Records to process:
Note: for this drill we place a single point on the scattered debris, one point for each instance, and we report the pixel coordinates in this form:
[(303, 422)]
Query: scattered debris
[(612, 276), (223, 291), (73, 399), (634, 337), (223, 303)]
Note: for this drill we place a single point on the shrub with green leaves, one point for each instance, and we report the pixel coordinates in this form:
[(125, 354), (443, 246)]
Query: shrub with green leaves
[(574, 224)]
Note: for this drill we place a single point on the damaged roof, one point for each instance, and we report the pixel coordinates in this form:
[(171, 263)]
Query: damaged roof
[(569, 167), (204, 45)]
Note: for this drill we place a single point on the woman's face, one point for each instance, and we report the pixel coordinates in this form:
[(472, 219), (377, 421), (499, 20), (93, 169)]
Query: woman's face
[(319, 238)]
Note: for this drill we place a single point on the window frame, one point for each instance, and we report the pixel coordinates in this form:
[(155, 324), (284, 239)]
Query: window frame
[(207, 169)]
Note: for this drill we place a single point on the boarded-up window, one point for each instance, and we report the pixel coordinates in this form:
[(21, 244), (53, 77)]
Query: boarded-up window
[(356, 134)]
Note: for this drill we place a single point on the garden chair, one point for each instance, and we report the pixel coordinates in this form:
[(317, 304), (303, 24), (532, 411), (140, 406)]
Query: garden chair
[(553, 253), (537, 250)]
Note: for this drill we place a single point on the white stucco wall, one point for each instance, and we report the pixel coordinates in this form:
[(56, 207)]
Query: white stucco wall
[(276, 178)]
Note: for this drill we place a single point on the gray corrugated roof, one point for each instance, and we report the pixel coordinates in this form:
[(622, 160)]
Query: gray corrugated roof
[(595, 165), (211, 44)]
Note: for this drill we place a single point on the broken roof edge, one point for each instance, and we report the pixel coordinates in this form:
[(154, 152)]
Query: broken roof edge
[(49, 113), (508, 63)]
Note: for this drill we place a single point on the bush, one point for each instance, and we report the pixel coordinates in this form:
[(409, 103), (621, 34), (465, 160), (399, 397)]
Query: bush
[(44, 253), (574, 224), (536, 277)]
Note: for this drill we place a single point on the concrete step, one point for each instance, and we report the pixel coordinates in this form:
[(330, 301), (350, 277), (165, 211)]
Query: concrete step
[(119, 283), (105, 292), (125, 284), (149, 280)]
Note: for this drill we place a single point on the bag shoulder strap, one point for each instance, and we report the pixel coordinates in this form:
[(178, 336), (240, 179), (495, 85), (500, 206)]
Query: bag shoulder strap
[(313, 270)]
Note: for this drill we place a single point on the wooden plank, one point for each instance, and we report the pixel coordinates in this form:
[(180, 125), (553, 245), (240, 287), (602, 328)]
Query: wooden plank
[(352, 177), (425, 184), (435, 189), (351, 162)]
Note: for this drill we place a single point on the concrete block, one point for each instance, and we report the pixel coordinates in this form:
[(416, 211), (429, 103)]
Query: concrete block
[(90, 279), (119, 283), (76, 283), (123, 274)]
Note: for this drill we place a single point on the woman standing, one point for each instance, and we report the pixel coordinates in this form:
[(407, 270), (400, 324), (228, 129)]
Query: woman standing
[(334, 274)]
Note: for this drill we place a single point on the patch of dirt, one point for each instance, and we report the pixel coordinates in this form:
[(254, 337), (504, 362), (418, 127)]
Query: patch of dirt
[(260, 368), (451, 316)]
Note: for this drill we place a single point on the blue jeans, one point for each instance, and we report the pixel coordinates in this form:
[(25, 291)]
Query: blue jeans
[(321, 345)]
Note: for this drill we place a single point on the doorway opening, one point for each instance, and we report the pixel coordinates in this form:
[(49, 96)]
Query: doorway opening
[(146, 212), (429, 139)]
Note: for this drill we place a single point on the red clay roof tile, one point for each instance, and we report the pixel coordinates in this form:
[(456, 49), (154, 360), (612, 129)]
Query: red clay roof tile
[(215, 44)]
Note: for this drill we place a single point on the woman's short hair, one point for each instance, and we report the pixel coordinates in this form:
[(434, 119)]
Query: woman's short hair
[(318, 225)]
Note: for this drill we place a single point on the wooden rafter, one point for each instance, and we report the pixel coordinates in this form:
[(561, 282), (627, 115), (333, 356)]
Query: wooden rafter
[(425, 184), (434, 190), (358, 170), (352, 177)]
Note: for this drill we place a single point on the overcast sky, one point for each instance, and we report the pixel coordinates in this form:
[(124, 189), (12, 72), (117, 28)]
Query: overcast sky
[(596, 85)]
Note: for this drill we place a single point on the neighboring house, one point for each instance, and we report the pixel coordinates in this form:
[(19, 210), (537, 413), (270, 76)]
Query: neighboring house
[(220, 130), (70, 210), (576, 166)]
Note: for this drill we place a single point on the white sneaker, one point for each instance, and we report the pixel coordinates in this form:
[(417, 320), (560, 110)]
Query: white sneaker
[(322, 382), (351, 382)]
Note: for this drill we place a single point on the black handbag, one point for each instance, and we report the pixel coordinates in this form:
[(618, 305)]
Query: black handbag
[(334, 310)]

Brief:
Print all of the records above again, word for word and unchanged.

Full output:
Note: for this drill we place a single point on the scattered debris, one point for each instance, and we report the pixel coordinates in this form:
[(303, 422)]
Query: scattered debris
[(612, 276), (223, 291), (73, 399), (634, 337), (223, 303)]
Note: for this drill we place a single point on the shrub with green leaves, one point for each instance, and we report the pixel coordinates in this form:
[(125, 354), (443, 246)]
Query: shrub with green leaves
[(574, 224)]
Note: for this drill we place a single point on the damaged roof, one point for each instance, and we report the pixel coordinates in this form:
[(171, 263)]
Query: damaged roof
[(569, 167), (204, 45)]
Note: for this drill we place a single point on the woman's face, one point for each instance, and we report the pixel coordinates in this form:
[(472, 219), (377, 421), (499, 20), (93, 169)]
Query: woman's face
[(319, 238)]
Note: for this drill we place a single point on the window frame, one point for each instance, and we report the pixel coordinates in this form:
[(155, 324), (284, 239)]
Query: window frame
[(207, 169)]
Note: for this drill we place a single point on the boarded-up window, one point for each instance, and we report the pixel coordinates in this form:
[(21, 244), (53, 77)]
Query: boarded-up window
[(356, 134)]
Note: for this drill we place a single point on the garden chair, one point for each instance, and we report the pixel coordinates in this form:
[(317, 304), (303, 24), (532, 411), (140, 406)]
Query: garden chair
[(553, 253), (537, 250)]
Note: for this drill we place a single point on the white stucco wall, one point for each instance, and we report the pixel coordinates in this form:
[(56, 207)]
Query: white stucco wall
[(276, 178)]
Note: for this drill we place a single point on the gray corrugated roof, one point for each instance, and we report the pixel coordinates in this form:
[(622, 160)]
Query: gray corrugated roof
[(595, 165), (211, 44)]
Note: for this drill we place a single point on the broken roof edge, one point for each instance, and we report the pixel coordinates in this form:
[(154, 152)]
Query: broken roof edge
[(49, 113), (508, 63)]
Note: for this drill we place a single point on the bush, one point for each instance, and we report the pixel coordinates in this form:
[(409, 103), (621, 34), (465, 160), (399, 397)]
Query: bush
[(44, 253), (574, 224), (536, 277)]
Note: for this drill we place a single point on the concrete step, one point for each instance, and we report the pixel coordinates in this form:
[(330, 301), (350, 277), (165, 211)]
Query: concrete step
[(119, 283), (105, 292), (125, 284), (149, 280)]
Note: for this drill we place a single point on the bag shoulder strap, one point for each instance, and we report the pixel coordinates in this form:
[(178, 336), (240, 179), (495, 85), (500, 206)]
Query: bag shoulder strap
[(313, 270)]
Note: for this drill we place a single point on the wooden plank, one point for each instance, and we report the pixel coordinates in this form:
[(180, 125), (553, 245), (240, 287), (602, 328)]
Query: wooden plank
[(352, 177), (425, 184), (435, 189), (351, 162)]
Note: for this drill we place a single point on the concrete block, one point for each instance, and we report the pixel coordinates in this form:
[(416, 211), (429, 103)]
Query: concrete block
[(90, 279), (119, 283), (76, 283), (123, 274)]
Note: for this drill we place a single point on the woman standing, one point for each instance, and we report the pixel coordinates in this form:
[(407, 270), (400, 324), (228, 129)]
Query: woman standing
[(334, 274)]
Note: for this drill we place a single point on the patch of dirt, one point for each instance, and we report the pixel coordinates in this form:
[(254, 337), (504, 362), (418, 127)]
Query: patch of dirt
[(260, 368), (451, 316)]
Note: for this drill we place a single point on the blue jeans, one point for each instance, and we report the pixel coordinates in this form:
[(25, 291)]
Query: blue jeans
[(321, 345)]
Note: for this drill we place a single point on the doorway opening, one point for each instance, and we report the pixel coordinates in this form:
[(49, 96)]
Query: doorway opening
[(146, 212), (429, 139)]
Note: for this drill we place a single point on the red clay roof tile, one point for each instance, and we report the pixel coordinates in this form:
[(456, 49), (154, 360), (612, 129)]
Query: red clay roof tile
[(215, 44)]
Note: for this drill we place a single point on the woman's short hair, one point for each instance, and we report the pixel coordinates in this form:
[(434, 119)]
Query: woman's short hair
[(318, 225)]
Note: for this drill we place a single point on the wooden rafter, one point for each instance, and we report the pixel coordinates in this form:
[(561, 282), (627, 115), (333, 356)]
Query: wooden rafter
[(425, 184), (434, 190), (358, 170), (352, 177)]
Note: for this drill we place a single point on the overcast sky, one point for each instance, and we report the pixel coordinates in this form:
[(124, 189), (12, 72), (117, 28)]
Query: overcast sky
[(596, 85)]
Note: for this drill we place a single point on the neighboring house, one point for each instance, and we report the pixel coordinates in this form:
[(19, 210), (537, 413), (270, 76)]
Query: neighboring house
[(220, 130), (70, 210), (576, 166)]
Note: for this drill we place a single point on the white sneaker, one point for each instance, and we report the pixel coordinates in this form:
[(417, 320), (560, 110)]
Query: white sneaker
[(322, 382), (351, 382)]
Note: for this drill we place a single point on the black handbag, one point for each instance, and we report the pixel coordinates in this form:
[(618, 305)]
Query: black handbag
[(334, 310)]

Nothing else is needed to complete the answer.